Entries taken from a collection

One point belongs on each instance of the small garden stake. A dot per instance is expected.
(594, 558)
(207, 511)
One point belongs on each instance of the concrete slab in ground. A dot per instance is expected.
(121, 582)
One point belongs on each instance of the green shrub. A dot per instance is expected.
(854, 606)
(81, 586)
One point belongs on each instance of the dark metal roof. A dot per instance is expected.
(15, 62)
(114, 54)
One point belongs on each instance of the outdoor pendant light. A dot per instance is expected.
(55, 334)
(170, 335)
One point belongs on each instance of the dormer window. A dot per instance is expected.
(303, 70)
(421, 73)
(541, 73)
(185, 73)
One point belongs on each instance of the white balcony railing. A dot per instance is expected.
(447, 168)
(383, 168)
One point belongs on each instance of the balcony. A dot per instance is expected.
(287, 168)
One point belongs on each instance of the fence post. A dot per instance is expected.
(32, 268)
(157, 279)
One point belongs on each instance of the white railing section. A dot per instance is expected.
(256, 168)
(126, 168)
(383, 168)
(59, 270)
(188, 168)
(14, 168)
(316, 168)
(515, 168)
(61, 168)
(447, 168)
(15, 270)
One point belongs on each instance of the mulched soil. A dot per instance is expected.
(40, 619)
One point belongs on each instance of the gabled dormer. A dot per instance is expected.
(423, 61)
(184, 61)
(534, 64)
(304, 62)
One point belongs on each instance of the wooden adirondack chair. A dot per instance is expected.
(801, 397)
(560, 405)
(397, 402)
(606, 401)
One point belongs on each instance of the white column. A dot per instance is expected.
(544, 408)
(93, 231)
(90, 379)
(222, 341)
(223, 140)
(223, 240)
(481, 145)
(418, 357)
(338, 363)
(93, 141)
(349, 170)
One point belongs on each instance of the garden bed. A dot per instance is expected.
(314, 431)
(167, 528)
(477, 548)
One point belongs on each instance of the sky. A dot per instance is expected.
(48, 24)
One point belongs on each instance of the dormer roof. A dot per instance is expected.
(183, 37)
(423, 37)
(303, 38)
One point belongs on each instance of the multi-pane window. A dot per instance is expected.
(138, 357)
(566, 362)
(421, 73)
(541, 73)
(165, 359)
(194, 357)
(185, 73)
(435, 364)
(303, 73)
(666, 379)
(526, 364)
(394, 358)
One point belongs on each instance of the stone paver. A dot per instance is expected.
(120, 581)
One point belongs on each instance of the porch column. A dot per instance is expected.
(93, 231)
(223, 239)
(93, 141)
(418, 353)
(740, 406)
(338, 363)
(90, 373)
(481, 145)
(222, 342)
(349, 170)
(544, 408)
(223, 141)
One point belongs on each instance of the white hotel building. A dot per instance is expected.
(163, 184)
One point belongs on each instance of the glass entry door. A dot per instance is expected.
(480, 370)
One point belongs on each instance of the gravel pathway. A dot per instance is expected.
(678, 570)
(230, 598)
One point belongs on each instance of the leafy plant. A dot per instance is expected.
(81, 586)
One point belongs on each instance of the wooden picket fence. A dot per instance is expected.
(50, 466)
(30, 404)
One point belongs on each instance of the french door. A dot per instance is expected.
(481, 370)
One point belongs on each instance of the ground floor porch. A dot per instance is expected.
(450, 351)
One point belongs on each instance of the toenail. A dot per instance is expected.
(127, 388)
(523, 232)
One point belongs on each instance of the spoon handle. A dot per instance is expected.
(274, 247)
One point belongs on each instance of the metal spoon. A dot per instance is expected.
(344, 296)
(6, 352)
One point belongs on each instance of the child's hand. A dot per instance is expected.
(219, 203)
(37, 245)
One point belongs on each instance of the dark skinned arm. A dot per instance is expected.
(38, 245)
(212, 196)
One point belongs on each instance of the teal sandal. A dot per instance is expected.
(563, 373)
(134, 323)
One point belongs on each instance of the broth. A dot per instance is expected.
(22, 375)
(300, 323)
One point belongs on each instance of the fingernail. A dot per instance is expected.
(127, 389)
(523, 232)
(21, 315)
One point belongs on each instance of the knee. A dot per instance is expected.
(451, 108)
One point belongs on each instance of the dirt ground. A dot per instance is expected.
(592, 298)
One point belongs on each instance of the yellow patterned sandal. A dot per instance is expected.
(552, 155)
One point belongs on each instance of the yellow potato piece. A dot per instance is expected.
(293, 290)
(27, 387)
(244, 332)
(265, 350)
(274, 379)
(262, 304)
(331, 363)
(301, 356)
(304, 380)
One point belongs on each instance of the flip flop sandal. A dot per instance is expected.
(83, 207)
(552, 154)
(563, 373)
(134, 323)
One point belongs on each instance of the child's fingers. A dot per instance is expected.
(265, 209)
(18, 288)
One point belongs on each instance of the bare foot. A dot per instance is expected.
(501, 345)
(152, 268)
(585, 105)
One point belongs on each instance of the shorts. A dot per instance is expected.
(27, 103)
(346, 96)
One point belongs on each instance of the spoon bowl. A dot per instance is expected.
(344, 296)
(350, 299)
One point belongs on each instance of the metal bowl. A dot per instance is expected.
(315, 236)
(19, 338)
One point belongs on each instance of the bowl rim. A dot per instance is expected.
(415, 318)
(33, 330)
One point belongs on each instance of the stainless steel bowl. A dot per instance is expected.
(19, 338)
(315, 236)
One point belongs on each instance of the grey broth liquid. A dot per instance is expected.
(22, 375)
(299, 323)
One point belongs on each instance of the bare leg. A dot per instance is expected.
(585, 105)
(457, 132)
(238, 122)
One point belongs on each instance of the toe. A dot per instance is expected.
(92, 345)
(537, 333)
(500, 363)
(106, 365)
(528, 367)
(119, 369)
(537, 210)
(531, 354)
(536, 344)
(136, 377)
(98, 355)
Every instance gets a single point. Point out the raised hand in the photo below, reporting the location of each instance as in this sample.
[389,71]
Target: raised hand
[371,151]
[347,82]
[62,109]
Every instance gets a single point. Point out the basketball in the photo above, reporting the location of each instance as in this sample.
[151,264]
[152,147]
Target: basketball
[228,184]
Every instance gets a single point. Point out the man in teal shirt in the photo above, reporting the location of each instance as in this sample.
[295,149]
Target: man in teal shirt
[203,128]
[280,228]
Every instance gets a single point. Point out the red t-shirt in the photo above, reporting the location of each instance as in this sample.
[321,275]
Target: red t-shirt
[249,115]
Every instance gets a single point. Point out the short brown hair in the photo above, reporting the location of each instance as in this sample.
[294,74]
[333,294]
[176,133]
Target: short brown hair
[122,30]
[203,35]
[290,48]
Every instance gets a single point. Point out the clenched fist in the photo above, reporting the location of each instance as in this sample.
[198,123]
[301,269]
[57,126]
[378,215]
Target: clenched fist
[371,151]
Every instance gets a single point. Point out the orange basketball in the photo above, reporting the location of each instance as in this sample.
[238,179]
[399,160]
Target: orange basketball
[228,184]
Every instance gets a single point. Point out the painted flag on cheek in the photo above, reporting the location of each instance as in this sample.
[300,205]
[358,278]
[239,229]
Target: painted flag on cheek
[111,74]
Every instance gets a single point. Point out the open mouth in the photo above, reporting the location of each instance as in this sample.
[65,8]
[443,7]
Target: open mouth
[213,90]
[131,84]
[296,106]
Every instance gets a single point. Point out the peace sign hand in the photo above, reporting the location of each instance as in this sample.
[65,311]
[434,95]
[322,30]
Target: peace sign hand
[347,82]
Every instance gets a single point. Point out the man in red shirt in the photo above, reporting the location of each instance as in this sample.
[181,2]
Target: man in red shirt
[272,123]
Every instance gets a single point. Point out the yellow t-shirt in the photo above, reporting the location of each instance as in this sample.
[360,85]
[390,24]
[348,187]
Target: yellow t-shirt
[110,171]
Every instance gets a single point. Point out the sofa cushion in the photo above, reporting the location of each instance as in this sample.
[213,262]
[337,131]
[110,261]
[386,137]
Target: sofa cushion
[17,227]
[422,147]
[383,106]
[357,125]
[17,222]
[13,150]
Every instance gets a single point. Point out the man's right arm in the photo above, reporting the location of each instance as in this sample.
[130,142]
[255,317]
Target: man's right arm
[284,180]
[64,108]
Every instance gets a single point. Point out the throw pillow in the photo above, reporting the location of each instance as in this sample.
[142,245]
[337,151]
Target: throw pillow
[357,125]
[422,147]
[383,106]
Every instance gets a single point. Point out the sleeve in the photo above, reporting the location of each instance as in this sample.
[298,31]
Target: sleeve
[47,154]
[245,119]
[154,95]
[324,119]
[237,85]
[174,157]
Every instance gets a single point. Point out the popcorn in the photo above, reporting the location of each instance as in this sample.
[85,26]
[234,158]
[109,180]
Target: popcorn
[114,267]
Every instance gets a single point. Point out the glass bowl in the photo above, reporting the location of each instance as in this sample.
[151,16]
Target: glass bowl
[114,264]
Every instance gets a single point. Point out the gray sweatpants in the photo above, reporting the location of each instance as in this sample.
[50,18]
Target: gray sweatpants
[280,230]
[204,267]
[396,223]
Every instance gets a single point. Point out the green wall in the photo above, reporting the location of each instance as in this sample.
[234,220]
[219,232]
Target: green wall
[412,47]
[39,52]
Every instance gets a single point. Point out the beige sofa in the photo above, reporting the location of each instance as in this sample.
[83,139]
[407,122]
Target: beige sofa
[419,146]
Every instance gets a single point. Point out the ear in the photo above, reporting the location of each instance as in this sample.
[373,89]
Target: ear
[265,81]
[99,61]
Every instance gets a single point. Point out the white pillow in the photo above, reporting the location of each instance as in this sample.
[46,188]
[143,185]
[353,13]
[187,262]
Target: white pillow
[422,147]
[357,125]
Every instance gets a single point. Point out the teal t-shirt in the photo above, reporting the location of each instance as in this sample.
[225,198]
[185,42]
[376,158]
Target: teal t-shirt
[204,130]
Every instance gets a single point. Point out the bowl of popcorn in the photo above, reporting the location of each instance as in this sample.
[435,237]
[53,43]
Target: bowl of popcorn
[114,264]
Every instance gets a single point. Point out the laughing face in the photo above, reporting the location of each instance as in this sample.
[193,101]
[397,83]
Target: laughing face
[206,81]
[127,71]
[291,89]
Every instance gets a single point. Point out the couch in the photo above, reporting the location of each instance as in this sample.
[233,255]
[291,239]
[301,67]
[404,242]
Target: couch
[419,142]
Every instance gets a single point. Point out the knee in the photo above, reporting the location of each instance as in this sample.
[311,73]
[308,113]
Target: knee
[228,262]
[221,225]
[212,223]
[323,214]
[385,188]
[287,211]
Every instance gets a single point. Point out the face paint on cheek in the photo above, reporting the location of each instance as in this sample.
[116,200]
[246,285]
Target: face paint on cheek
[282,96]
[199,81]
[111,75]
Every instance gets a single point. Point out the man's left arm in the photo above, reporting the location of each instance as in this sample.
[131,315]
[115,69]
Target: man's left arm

▸ **What to do**:
Check every line above for the string "left" and copy those that have it.

▸ **Answer space**:
Every instance gets a single point. Point out the man's left arm in the photo above, reporting the location of each instance as in this sample.
Target: man's left arm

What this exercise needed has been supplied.